--- BEGIN Records supplied ---
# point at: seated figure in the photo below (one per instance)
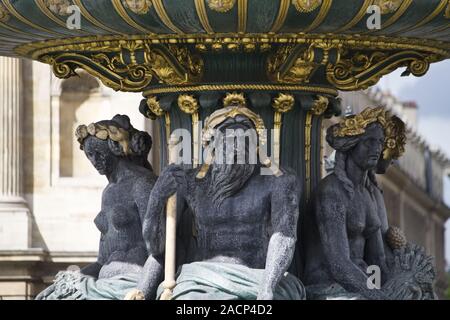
(347, 232)
(244, 222)
(118, 151)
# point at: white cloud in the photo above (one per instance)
(434, 130)
(396, 84)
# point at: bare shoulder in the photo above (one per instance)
(330, 200)
(287, 180)
(330, 186)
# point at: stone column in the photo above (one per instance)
(15, 227)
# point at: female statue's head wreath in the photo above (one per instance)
(122, 138)
(345, 135)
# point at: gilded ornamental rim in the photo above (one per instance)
(351, 41)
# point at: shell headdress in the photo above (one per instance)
(394, 129)
(104, 132)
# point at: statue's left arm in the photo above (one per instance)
(284, 216)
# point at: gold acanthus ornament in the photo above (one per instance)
(187, 103)
(221, 5)
(306, 5)
(388, 6)
(154, 107)
(59, 7)
(320, 105)
(234, 98)
(139, 7)
(129, 65)
(394, 129)
(447, 11)
(4, 15)
(283, 103)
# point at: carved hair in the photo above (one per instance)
(123, 139)
(343, 145)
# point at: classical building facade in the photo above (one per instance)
(413, 187)
(50, 194)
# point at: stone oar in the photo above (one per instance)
(171, 230)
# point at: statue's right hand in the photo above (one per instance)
(134, 294)
(45, 293)
(171, 178)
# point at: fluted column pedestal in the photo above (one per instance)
(15, 226)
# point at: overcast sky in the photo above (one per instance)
(431, 93)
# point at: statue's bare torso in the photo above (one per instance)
(122, 247)
(237, 232)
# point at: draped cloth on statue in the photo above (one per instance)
(226, 281)
(71, 285)
(330, 292)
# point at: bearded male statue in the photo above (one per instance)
(244, 222)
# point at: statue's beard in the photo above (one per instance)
(227, 179)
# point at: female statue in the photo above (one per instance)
(350, 250)
(118, 151)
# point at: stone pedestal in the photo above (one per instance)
(15, 226)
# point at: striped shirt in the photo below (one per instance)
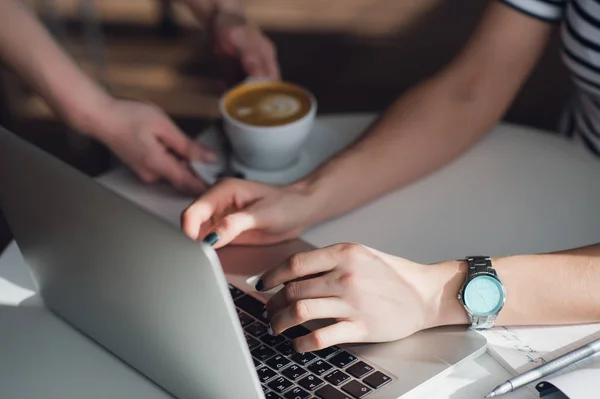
(580, 35)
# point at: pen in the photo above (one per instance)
(546, 369)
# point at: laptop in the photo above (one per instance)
(179, 313)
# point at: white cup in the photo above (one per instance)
(268, 147)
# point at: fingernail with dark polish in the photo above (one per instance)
(211, 239)
(259, 285)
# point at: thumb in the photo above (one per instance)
(233, 225)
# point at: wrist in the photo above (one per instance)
(443, 281)
(313, 198)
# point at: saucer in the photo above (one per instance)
(325, 140)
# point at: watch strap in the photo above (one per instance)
(480, 265)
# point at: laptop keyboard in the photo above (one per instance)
(331, 373)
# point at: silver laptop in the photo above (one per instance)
(175, 310)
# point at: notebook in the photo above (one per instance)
(519, 349)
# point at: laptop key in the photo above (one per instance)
(272, 340)
(287, 348)
(251, 342)
(320, 367)
(294, 372)
(311, 382)
(257, 329)
(235, 292)
(280, 384)
(337, 377)
(377, 380)
(263, 352)
(342, 359)
(252, 306)
(360, 369)
(329, 392)
(265, 374)
(297, 393)
(356, 389)
(278, 362)
(296, 332)
(325, 353)
(303, 358)
(245, 319)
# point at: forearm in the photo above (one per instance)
(438, 120)
(424, 130)
(546, 289)
(27, 48)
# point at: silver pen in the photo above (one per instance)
(546, 369)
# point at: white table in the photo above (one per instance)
(518, 191)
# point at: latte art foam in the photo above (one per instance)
(268, 104)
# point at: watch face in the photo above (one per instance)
(484, 296)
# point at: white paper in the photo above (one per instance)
(519, 349)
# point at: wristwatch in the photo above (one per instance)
(482, 294)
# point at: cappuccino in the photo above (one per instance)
(267, 103)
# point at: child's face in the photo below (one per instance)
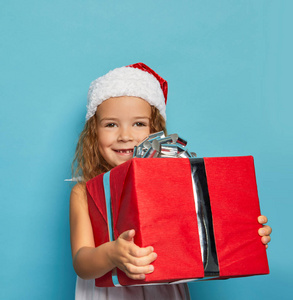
(123, 122)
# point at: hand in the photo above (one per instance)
(265, 231)
(134, 261)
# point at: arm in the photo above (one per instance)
(265, 231)
(93, 262)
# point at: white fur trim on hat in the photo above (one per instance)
(126, 81)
--- END Records supplied ---
**Request**
Put the lines of the material above, from the line containing "# point at: watch strap" through the last line, inclusive, into a numbered list, omitting blank lines and leaving out the pictures.

**Output of the exercise**
1. # point at: watch strap in the photo above (one per instance)
2. (480, 265)
3. # point at: laptop keyboard in the photo above (one per instance)
4. (331, 373)
5. # point at: silver laptop in the photo above (one per instance)
6. (175, 310)
7. # point at: notebook in the photo above (one per instance)
8. (519, 349)
9. # point at: laptop key in the photo above (one per instance)
10. (272, 340)
11. (287, 348)
12. (251, 342)
13. (320, 367)
14. (294, 372)
15. (311, 382)
16. (257, 329)
17. (235, 292)
18. (280, 384)
19. (337, 377)
20. (377, 380)
21. (263, 352)
22. (342, 359)
23. (252, 306)
24. (360, 369)
25. (329, 392)
26. (265, 374)
27. (297, 393)
28. (356, 389)
29. (278, 362)
30. (296, 332)
31. (325, 353)
32. (303, 358)
33. (245, 319)
34. # point at: forearm in the photo above (one per instance)
35. (438, 120)
36. (424, 130)
37. (546, 289)
38. (27, 48)
39. # point at: silver pen in the photo above (one per instance)
40. (546, 369)
41. # point at: white table in the photo above (one per instance)
42. (518, 191)
43. # point at: latte art foam in the photo above (one per instance)
44. (268, 104)
45. # point at: watch face in the photo above (one per instance)
46. (484, 296)
47. # point at: white paper in the photo above (one per instance)
48. (519, 349)
49. # point at: wristwatch in the photo above (one per instance)
50. (482, 294)
51. # point at: cappuccino in the photo above (one per instance)
52. (267, 103)
53. # point at: child's face in the photo below (one per instance)
54. (123, 122)
55. # point at: hand in the photo above (one per instance)
56. (265, 231)
57. (134, 261)
58. # point at: arm in the photo above (one per instance)
59. (265, 231)
60. (93, 262)
61. # point at: white fur trim on hat in the photo above (one per instance)
62. (126, 81)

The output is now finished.